Re: Memcached performance numbers

2019-10-07 Thread dormando
It'll depend on your hardware/test/etc.

https://memcached.org/blog/persistent-memory/ - a thorough performance
test with some higher end numbers on both throughput and latency along
with 50th/90th/95/99/etc percentiles and latency point clouds for each sub
test. That was a big machine though.

...and no I'm not going to ignore your 50/50 ratio :) the ratio changes
the results too much. people will have to test with what they expect to
see. if you do 100% get it scales linearly with the number of worker
threads/cores. Anything below 100% gets will slowly scale down to 500-1m
ops/s depending on the hardware and size of the objects.

On Mon, 7 Oct 2019, Pradeep Fernando wrote:

> Hi,
> Thanks for the help!.
> After a couple of trial and error configs, I figured out 'concurrency 
> parameter' used in memaslap as the culprit.
> In my configs I was using 16 (constant) as the concurrency input. Scaling the 
> value along with thread count gave me sane numbers.
>
> The average latency is 120 us for get/set workload ( please ignore my 50/50 
> ratio) and throughput max out around 500K ops/second.
> graph attached.
>
> I know that the benchmarking numbers are heavily dependent on the setup and 
> other things. But Is my numbers are faithful enough to be quoted for 
> memcached  single server numbers? In other words, are these numbers are way 
> off from a typical memcached performance numbers?
>
> thanks
> --Pradeep
>
>
> On Mon, Oct 7, 2019 at 2:42 PM dormando  wrote:
>   Hey,
>
>   Sorry; I'm not going to have any other major insights :) I'd have to sit
>   here playing 20 questions to figure out your test setup. If you're 
> running
>   memaslap from another box, that one needs to be cpu pinned as well. If
>   it's a VM, the governor/etc might not even matter.
>
>   Also I don't use memaslap at all, so I can't attest to it. I use
>   https://github.com/memcached/mc-crusher with the external latency 
> sampling
>   util it comes with. it's not as easy to use though.

**To-do list**:
a. Answer these from the memcached thread:
(i) Which memaslap setting did Pradeep identify as the culprit?
(ii) What average latency did Pradeep report for the get/set workload?
(iii) Which benchmarking tool does dormando say he uses instead of memaslap?
b. Extend the memcached thread beyond its final line.

**Information shown**:
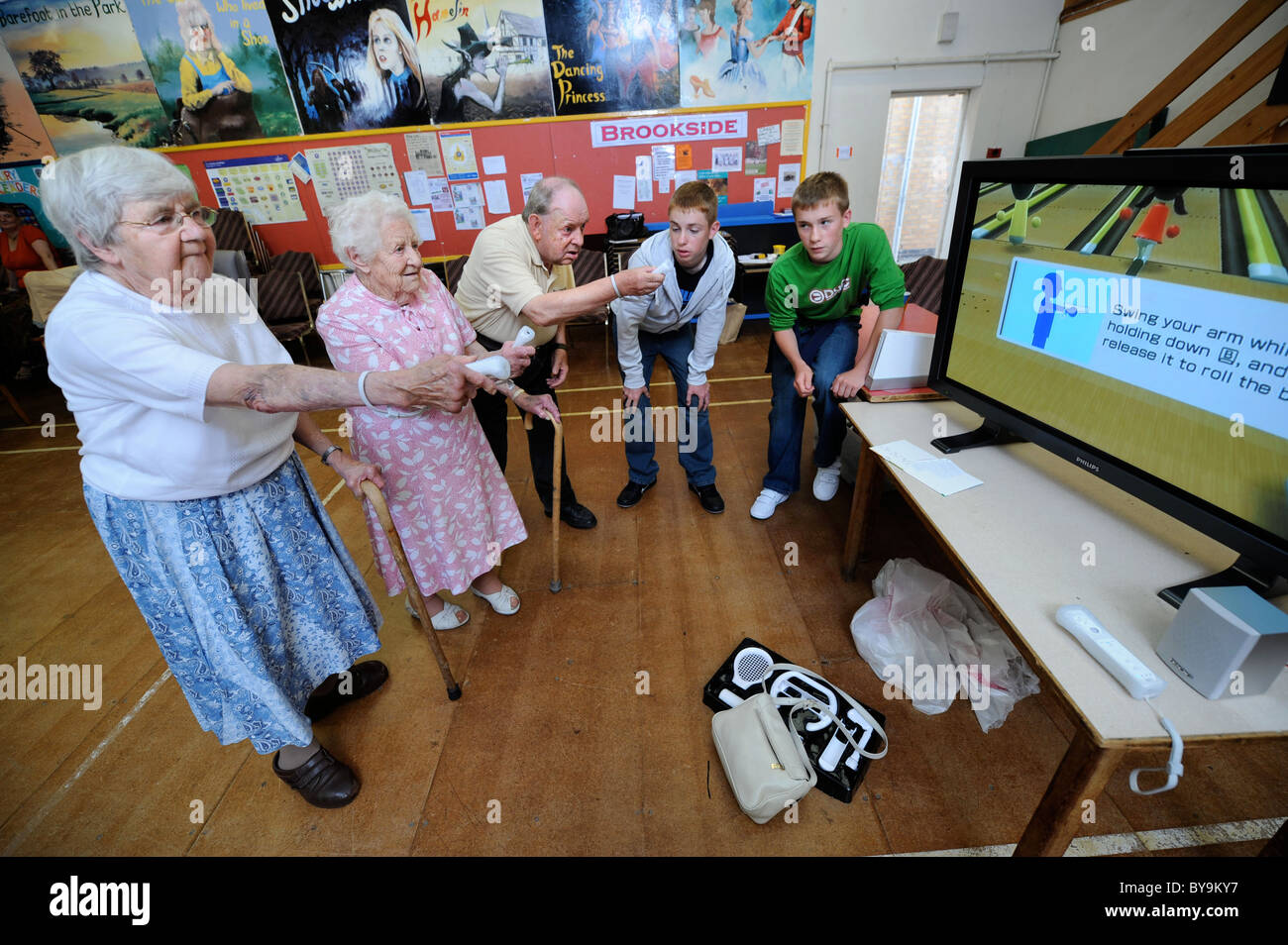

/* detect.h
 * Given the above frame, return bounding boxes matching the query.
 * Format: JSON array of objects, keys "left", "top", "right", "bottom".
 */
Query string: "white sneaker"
[
  {"left": 751, "top": 489, "right": 787, "bottom": 519},
  {"left": 814, "top": 457, "right": 841, "bottom": 502}
]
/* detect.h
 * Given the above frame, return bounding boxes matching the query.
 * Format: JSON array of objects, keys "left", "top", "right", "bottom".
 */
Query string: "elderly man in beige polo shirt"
[{"left": 456, "top": 177, "right": 664, "bottom": 528}]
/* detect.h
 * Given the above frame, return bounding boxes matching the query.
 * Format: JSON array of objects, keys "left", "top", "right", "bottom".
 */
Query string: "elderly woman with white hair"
[
  {"left": 42, "top": 147, "right": 512, "bottom": 807},
  {"left": 317, "top": 192, "right": 559, "bottom": 630}
]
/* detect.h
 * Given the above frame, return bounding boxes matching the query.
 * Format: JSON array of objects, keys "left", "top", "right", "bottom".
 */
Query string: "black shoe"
[
  {"left": 273, "top": 748, "right": 362, "bottom": 807},
  {"left": 304, "top": 659, "right": 389, "bottom": 722},
  {"left": 617, "top": 478, "right": 657, "bottom": 508},
  {"left": 545, "top": 502, "right": 599, "bottom": 528},
  {"left": 690, "top": 482, "right": 724, "bottom": 515}
]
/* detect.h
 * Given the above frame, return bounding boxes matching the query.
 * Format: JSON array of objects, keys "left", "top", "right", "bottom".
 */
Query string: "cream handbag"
[{"left": 711, "top": 663, "right": 888, "bottom": 824}]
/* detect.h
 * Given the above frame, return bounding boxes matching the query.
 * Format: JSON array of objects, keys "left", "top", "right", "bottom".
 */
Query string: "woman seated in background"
[
  {"left": 0, "top": 203, "right": 58, "bottom": 289},
  {"left": 317, "top": 192, "right": 559, "bottom": 630},
  {"left": 42, "top": 147, "right": 523, "bottom": 807}
]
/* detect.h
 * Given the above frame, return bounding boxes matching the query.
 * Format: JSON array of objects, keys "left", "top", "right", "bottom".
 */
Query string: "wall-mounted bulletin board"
[{"left": 166, "top": 102, "right": 808, "bottom": 265}]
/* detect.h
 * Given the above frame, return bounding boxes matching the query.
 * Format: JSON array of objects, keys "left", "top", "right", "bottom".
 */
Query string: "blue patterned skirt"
[{"left": 85, "top": 452, "right": 381, "bottom": 755}]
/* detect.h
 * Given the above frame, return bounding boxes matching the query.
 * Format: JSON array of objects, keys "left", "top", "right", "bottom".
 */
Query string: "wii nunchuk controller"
[
  {"left": 1055, "top": 604, "right": 1167, "bottom": 699},
  {"left": 818, "top": 709, "right": 872, "bottom": 772},
  {"left": 469, "top": 326, "right": 536, "bottom": 381}
]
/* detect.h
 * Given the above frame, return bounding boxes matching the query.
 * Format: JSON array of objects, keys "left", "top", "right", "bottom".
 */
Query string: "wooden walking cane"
[
  {"left": 523, "top": 413, "right": 563, "bottom": 593},
  {"left": 362, "top": 480, "right": 461, "bottom": 701}
]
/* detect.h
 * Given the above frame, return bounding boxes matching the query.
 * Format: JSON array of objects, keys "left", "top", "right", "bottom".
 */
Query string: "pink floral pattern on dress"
[{"left": 317, "top": 269, "right": 528, "bottom": 596}]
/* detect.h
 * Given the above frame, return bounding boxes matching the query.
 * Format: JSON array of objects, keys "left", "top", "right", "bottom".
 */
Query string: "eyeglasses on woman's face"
[{"left": 121, "top": 207, "right": 219, "bottom": 236}]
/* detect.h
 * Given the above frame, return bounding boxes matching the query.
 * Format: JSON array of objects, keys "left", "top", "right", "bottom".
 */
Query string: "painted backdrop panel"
[
  {"left": 680, "top": 0, "right": 808, "bottom": 107},
  {"left": 0, "top": 0, "right": 168, "bottom": 155},
  {"left": 0, "top": 44, "right": 54, "bottom": 163},
  {"left": 267, "top": 0, "right": 432, "bottom": 134},
  {"left": 412, "top": 0, "right": 555, "bottom": 125},
  {"left": 545, "top": 0, "right": 680, "bottom": 115},
  {"left": 125, "top": 0, "right": 300, "bottom": 145}
]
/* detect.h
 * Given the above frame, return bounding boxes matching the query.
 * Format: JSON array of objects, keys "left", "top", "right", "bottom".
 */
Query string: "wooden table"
[{"left": 841, "top": 400, "right": 1288, "bottom": 856}]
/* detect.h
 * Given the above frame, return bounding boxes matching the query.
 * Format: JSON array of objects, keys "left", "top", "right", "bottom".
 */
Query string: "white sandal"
[
  {"left": 471, "top": 584, "right": 522, "bottom": 617},
  {"left": 404, "top": 597, "right": 471, "bottom": 630}
]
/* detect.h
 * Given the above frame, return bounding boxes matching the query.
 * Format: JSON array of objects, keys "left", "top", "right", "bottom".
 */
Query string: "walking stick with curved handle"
[
  {"left": 362, "top": 480, "right": 461, "bottom": 701},
  {"left": 523, "top": 413, "right": 563, "bottom": 593}
]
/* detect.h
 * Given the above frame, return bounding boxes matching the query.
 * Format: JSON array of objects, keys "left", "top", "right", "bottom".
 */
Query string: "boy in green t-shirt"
[{"left": 751, "top": 171, "right": 905, "bottom": 519}]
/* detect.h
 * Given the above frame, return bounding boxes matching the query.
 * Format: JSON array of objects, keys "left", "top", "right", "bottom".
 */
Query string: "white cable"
[{"left": 1127, "top": 699, "right": 1185, "bottom": 797}]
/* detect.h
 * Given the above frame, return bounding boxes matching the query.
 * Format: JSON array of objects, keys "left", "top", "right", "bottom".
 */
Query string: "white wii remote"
[
  {"left": 1055, "top": 604, "right": 1167, "bottom": 699},
  {"left": 469, "top": 326, "right": 536, "bottom": 381}
]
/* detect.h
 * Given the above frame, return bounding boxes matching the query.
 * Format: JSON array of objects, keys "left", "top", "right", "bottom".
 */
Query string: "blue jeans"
[
  {"left": 613, "top": 319, "right": 716, "bottom": 486},
  {"left": 764, "top": 318, "right": 859, "bottom": 494}
]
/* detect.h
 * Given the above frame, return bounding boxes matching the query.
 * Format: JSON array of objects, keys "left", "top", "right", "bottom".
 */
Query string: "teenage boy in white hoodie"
[{"left": 610, "top": 180, "right": 735, "bottom": 515}]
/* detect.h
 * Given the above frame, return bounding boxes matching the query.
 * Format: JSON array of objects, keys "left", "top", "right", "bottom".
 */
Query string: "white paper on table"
[
  {"left": 778, "top": 119, "right": 805, "bottom": 158},
  {"left": 872, "top": 441, "right": 935, "bottom": 472},
  {"left": 411, "top": 208, "right": 434, "bottom": 244},
  {"left": 403, "top": 171, "right": 433, "bottom": 207},
  {"left": 872, "top": 441, "right": 984, "bottom": 495},
  {"left": 519, "top": 171, "right": 545, "bottom": 203},
  {"left": 613, "top": 173, "right": 635, "bottom": 210},
  {"left": 425, "top": 177, "right": 455, "bottom": 212},
  {"left": 483, "top": 179, "right": 510, "bottom": 214}
]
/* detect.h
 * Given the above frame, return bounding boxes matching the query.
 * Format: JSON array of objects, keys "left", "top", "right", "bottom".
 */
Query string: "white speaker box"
[{"left": 1156, "top": 587, "right": 1288, "bottom": 699}]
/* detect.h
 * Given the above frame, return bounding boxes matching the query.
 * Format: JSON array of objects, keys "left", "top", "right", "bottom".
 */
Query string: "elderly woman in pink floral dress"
[{"left": 317, "top": 192, "right": 559, "bottom": 630}]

**Results in order**:
a.
(i) The concurrency parameter.
(ii) 120 us.
(iii) mc-crusher (https://github.com/memcached/mc-crusher), with the external latency sampling util it comes with.

b.
>
>   On Mon, 7 Oct 2019, Pradeep Fernando wrote:
>
>   > Hi Dormando,
>   > That is great insight.!.
>   > However, it did not solve the problem. I disabled turbo, as per your 
> instructions.
>   > I even, set the CPU to operate with maximum performance, with 
>   > > cpupower frequency-set --governor performance ( i verified this by 
> monitoring cpu freq)
>   >
>   > Still the same unexplained behavior. :(. Do you have any other 
> suggestions?
>   >
>   > thanks
>   > --Pradeep
>   >
>   > On Mon, Oct 7, 2019 at 1:08 PM dormando  wrote:
>   >       Hi,
>   >
>   >       First as an aside; 1/1 get/set ratio is unusual for mc. The 
> gets scale a
>   >       lot better than sets. If you get into testing more "realistic" 
> perf
>   >       numbers make sure to increase the get rate.
>   >
>   >       You're probably just running into CPU scaling. OS's come with a 
> "battery
>   >       saver" or "ondemand" performance scheduler by default. They 
> also have
>   >       turbo. Once you start loading it up more the CPU will stay in 
> the higher
>   >       frequency states or begin to issue turbo, which will lower the 
> latency.
>   >
>   >       /usr/bin/echo 1 > /sys/devices/system/cpu/intel_pstate/no_turbo
>   >       cpupower frequency-set -g performance
>   >
>   >       ... or whatever works for your platform.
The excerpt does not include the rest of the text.